- Quoted text
= = = =

An intimate walk with the Heaney clan
Writing book reviews can sometimes be intimidating. You read a book that grabs you, but then it is by someone you revere and who is still alive, someone who could pick up the phone and reprimand you for whatever reason. So you sweat more when reviewing that book, after you have got enough nerve to actually write the review.
Another scenario – you read a book you completely enjoy, by a deceased luminary, and fear still seizes you. Why? Well, the poet is so large, so loved that his/her poems are in the psyche of many and you fear you will miss something important that everyone else sees, gets and expects to be included in the review.
That has been my experience with the Faber & Faber 2018- published 100 Poems, by Seamus Heaney. As an admirer of Heaney, who writes with intimacy and dignity from the place of ‘the commoner’, ‘peasant’, the farmer, the ‘average Joe’, I accepted the book with great appreciation, but as a reviewer, the task is dreaded. If only the following quote could suffice as the review. “Seamus Heaney’s 100 poems is an excellent read; a treasured experience and intimate walk with the poet and his Heaney clan. Read it. Have the experience.”

= = = =

- Material provided
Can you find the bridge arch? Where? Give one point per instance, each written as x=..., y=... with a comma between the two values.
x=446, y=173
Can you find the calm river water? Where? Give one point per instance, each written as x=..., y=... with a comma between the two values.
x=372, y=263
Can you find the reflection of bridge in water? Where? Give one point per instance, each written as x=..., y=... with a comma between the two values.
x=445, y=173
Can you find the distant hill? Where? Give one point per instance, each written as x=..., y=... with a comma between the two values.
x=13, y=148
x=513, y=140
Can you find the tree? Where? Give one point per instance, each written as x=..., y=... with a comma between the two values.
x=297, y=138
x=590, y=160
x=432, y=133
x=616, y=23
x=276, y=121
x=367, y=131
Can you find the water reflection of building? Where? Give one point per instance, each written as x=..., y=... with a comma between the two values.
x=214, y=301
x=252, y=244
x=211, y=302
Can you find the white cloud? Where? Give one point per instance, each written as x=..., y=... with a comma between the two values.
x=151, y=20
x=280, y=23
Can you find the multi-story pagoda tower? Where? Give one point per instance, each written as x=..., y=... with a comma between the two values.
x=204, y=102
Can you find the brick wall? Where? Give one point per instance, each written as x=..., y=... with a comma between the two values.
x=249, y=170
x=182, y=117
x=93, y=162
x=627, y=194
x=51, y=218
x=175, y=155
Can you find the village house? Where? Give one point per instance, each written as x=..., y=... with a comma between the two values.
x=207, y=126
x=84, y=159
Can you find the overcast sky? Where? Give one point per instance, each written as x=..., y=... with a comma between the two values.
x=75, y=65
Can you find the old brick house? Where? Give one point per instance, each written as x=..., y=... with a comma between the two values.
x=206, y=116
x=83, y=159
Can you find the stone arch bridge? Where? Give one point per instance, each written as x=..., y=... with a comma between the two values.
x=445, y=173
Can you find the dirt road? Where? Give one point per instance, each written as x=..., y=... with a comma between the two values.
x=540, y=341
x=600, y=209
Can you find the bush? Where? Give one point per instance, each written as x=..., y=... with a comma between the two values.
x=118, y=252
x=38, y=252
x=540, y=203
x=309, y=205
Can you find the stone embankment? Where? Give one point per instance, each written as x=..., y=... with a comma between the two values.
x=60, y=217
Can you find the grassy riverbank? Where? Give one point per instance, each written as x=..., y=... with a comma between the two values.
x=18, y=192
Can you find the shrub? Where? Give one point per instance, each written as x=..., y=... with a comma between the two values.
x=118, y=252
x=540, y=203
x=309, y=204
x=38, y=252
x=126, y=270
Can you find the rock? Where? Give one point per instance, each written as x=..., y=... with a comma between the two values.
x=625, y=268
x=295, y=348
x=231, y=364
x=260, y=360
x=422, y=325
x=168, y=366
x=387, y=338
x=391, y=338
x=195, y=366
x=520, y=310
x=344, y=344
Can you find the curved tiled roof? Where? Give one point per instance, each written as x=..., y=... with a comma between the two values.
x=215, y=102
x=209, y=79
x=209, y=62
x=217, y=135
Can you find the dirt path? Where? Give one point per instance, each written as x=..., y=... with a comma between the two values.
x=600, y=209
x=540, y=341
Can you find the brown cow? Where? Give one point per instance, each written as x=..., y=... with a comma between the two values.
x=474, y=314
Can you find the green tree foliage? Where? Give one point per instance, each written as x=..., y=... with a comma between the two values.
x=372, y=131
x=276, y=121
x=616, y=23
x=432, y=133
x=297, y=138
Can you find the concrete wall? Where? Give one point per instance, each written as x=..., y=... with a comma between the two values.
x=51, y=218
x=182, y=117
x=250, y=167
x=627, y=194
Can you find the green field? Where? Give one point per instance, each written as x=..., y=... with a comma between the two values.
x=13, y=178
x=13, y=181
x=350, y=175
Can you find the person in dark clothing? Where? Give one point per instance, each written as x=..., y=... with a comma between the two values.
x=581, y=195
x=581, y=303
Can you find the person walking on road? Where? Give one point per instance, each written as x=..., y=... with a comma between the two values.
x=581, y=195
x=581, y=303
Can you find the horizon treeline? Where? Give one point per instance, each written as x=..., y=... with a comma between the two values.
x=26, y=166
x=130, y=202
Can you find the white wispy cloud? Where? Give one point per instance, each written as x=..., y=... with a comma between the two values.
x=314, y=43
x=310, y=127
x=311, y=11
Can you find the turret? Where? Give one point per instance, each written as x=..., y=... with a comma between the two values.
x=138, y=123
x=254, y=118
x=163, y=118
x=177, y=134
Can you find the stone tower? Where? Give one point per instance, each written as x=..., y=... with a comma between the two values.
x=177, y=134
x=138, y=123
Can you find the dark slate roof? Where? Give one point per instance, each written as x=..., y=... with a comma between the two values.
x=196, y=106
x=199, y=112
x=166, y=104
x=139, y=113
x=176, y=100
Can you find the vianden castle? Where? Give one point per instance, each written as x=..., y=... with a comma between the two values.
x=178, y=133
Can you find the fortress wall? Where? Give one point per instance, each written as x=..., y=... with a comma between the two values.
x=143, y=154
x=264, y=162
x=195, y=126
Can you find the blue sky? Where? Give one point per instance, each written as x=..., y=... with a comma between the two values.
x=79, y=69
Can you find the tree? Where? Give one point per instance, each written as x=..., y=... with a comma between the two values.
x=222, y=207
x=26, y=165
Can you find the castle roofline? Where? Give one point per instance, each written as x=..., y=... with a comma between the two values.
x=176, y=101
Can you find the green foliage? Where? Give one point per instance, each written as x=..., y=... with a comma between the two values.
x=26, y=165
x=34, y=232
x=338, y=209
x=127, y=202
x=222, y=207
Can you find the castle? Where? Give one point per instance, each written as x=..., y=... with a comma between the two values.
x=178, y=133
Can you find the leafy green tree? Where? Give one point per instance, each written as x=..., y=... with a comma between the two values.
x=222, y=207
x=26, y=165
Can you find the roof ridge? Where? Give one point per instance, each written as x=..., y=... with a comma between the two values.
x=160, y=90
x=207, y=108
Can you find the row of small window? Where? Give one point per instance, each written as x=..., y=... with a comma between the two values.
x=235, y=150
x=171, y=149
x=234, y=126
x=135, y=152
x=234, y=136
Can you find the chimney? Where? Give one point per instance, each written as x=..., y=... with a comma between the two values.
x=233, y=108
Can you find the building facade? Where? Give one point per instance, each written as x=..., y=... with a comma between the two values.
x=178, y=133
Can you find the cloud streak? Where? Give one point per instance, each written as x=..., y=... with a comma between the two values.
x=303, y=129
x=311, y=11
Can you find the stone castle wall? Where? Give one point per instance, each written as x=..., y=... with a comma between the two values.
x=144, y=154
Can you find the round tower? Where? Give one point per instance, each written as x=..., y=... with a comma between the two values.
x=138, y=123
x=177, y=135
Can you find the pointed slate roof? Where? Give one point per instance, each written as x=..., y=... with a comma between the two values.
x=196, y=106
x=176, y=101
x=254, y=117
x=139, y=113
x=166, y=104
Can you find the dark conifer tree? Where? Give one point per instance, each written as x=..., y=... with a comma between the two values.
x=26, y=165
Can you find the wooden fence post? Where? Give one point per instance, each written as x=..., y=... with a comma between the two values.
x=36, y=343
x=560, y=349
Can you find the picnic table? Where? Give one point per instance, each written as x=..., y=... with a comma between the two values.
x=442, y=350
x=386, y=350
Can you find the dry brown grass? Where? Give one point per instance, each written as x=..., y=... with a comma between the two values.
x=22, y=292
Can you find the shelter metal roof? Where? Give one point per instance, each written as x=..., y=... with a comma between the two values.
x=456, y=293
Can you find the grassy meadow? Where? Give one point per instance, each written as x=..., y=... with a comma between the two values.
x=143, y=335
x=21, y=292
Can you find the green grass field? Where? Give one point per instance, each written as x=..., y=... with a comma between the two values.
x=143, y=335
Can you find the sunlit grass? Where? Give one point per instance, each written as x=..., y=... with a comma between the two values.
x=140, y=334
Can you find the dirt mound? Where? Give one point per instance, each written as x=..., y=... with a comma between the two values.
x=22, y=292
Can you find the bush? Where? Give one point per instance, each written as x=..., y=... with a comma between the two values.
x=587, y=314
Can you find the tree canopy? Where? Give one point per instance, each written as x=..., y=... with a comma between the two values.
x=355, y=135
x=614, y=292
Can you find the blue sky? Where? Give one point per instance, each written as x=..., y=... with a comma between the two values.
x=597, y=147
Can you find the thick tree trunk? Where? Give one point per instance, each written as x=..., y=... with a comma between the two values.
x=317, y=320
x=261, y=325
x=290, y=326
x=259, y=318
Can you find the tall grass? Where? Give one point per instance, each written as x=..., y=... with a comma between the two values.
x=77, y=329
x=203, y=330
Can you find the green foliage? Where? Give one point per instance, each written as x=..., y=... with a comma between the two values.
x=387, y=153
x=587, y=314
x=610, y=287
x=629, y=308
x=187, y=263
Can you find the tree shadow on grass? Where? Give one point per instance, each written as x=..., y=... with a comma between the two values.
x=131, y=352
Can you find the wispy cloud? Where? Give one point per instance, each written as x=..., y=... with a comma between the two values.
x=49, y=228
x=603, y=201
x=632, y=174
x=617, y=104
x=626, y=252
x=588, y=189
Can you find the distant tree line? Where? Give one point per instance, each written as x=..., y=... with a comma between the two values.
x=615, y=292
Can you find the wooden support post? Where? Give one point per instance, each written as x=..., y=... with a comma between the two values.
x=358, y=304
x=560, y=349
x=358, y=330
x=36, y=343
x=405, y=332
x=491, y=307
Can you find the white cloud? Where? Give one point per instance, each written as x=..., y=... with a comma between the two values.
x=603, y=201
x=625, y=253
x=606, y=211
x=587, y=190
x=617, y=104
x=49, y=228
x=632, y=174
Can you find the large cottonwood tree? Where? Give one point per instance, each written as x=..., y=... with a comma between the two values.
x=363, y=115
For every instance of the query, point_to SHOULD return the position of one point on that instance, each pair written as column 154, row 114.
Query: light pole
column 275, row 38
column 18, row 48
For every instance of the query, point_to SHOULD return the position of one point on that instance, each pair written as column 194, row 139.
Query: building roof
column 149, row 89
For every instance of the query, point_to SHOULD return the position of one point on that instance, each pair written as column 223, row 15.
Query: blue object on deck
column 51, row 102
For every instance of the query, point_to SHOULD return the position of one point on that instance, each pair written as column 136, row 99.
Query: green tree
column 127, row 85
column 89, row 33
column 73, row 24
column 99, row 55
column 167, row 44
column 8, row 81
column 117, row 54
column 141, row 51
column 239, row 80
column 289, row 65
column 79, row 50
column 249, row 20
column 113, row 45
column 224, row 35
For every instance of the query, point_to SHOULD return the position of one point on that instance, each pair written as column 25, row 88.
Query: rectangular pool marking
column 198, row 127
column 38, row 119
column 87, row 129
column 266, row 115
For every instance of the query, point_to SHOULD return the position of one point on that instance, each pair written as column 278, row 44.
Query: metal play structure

= = = =

- Short exercise
Copy out the book review above in full, word for word.

- Reply to the task
An intimate walk with the Heaney clan
Writing book reviews can sometimes be intimidating. You read a book that grabs you, but then it is by someone you revere and who is still alive, someone who could pick up the phone and reprimand you for whatever reason. So you sweat more when reviewing that book, after you have got enough nerve to actually write the review.
Another scenario – you read a book you completely enjoy, by a deceased luminary, and fear still seizes you. Why? Well, the poet is so large, so loved that his/her poems are in the psyche of many and you fear you will miss something important that everyone else sees, gets and expects to be included in the review.
That has been my experience with the Faber & Faber 2018- published 100 Poems, by Seamus Heaney. As an admirer of Heaney, who writes with intimacy and dignity from the place of ‘the commoner’, ‘peasant’, the farmer, the ‘average Joe’, I accepted the book with great appreciation, but as a reviewer, the task is dreaded. If only the following quote could suffice as the review. “Seamus Heaney’s 100 poems is an excellent read; a treasured experience and intimate walk with the poet and his Heaney clan. Read it. Have the experience.”